### [SELECTED EXTRACT]
## Start
UEC is located under fuse box, the plastic cover unlocks easily using a screwdriver in the red circled area, but first make sure you disconnect your battery first.
Then unscrew the three silver torx screws.
Unlock the two plastic lockers (one either end) and unscrew the 10mm nut.
Simply Lift out the fuse board top and underneath you will see a lot of pin connectors.
In my case I found water droplets in the rubber (look inside red circles). Water was clearly visible but check everywhere on it as water or damp could be anywhere.
Cleaned and sprayed Electrical Contact Cleaner over it. Do NOT use WD40.
Also check the underside of the Fuse Board (top part you took off). Remove any rust on the pins with fine emery paper, clean and spray, leave to dry then put everything back together.
## End
### [DATASET CONTENT]
## Start
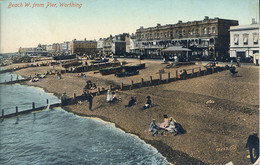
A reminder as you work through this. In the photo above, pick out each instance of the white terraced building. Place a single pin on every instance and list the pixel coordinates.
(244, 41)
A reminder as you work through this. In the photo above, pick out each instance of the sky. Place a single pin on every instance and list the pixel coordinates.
## End
## Start
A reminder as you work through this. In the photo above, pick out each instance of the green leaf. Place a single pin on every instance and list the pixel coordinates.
## End
### [WHAT THIS EXERCISE ASKS]
a: In the fuse board cleaning steps, what product does the writer warn against using?
b: Extend the fuse board cleaning steps, starting after the instruction to put everything back together.

### [FINAL RESULTS]
a: WD40.

b:
Also bear in mind that you may not actually see water but it may well be damp and can still cause problems. So while its off its still worthwhile clleaning it, wiping it and spraying it with electrical contact cleaner (NOT WD40). Its actually worthwile taking it into somewhere warm and leaving it near a radiator overnight so its completly dry when you put it back together.

On a side note, I think I know how the water gets to the UEC. Some of it will come in between the radiator and light as you drive but I dont think thats the biggest issue. I noticed that if the car has been sat in rain and the bonnet is covered in water or you have just washed it, if you open the bonnet a lot of water drips off the front lip of the bonnet and hits the corner of the battery, it then bounces and splashes on to the front corner of the UEC next to the battery. Just something to be wary of if you open the bonnet and its wet. I usually lift it about 6 inches and wipe the front lip with a cloth or just my hand to stop it dripping.
.
Thanks smokie1010, this was really helpful, shame photobucket have ruined their image hosting so the pictures don't show anymore unless you pay $300 a year.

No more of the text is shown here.